== MATERIAL SUPPLIED

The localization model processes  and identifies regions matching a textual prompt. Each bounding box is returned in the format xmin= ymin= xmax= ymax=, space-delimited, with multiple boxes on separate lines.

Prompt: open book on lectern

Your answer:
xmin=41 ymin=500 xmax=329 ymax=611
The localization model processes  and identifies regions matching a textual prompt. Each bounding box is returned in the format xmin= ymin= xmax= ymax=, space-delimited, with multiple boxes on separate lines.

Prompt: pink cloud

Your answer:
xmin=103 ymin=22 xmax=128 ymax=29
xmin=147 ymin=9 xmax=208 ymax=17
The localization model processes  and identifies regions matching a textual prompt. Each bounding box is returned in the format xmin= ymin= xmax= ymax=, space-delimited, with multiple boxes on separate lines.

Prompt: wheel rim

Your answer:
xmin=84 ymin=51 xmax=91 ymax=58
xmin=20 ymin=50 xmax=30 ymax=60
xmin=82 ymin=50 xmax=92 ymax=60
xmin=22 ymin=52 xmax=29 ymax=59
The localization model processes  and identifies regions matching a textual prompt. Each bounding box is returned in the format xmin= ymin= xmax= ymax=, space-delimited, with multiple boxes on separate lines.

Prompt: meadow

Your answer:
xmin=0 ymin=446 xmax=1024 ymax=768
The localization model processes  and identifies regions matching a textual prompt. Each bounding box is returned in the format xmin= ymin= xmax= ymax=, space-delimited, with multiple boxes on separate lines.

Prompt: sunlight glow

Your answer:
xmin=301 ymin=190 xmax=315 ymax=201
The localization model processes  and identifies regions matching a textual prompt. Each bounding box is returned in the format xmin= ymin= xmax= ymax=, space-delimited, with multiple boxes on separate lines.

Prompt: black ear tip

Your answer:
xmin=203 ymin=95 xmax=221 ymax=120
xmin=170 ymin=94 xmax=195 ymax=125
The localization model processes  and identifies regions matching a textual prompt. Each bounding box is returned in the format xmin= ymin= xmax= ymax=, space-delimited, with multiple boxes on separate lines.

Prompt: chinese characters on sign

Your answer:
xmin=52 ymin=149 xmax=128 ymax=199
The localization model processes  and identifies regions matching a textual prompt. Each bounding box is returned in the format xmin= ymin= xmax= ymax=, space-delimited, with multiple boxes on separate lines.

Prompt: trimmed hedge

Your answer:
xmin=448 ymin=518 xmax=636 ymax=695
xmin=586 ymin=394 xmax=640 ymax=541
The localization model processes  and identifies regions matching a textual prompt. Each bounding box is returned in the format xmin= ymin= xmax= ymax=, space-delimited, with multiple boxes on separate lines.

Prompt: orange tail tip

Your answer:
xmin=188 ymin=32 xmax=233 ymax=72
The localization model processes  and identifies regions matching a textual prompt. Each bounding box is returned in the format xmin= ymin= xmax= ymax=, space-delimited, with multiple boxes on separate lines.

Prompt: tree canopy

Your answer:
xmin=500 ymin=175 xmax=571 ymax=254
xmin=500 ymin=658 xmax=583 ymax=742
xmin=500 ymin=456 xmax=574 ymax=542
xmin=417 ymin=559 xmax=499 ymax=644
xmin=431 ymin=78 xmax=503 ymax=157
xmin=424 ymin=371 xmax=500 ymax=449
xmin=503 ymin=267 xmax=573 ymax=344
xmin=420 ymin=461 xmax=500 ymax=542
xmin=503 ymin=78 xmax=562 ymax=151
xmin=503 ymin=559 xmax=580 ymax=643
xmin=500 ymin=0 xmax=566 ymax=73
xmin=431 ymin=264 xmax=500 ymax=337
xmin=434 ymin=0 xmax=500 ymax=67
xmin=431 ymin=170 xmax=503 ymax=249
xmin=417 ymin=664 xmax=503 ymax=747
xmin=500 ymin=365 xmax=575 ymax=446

====

Arrange the listing as a JSON list of strings, one string per line, starting at its first line and ending at the line that contains "xmin=147 ymin=9 xmax=208 ymax=17". Leave out blank lines.

**RESPONSE TO THE EXERCISE**
[
  "The localization model processes  and identifies regions matching a textual prompt. Each bounding box is returned in the format xmin= ymin= xmax= ymax=, space-delimited, with multiple boxes on separate lines.",
  "Prompt: open book on lectern",
  "Your answer:",
  "xmin=41 ymin=500 xmax=329 ymax=611",
  "The localization model processes  and identifies regions matching a textual prompt. Each bounding box is returned in the format xmin= ymin= xmax= ymax=, space-delimited, with multiple boxes on separate lines.",
  "Prompt: pink cloud",
  "Your answer:",
  "xmin=103 ymin=22 xmax=128 ymax=29",
  "xmin=147 ymin=9 xmax=208 ymax=17"
]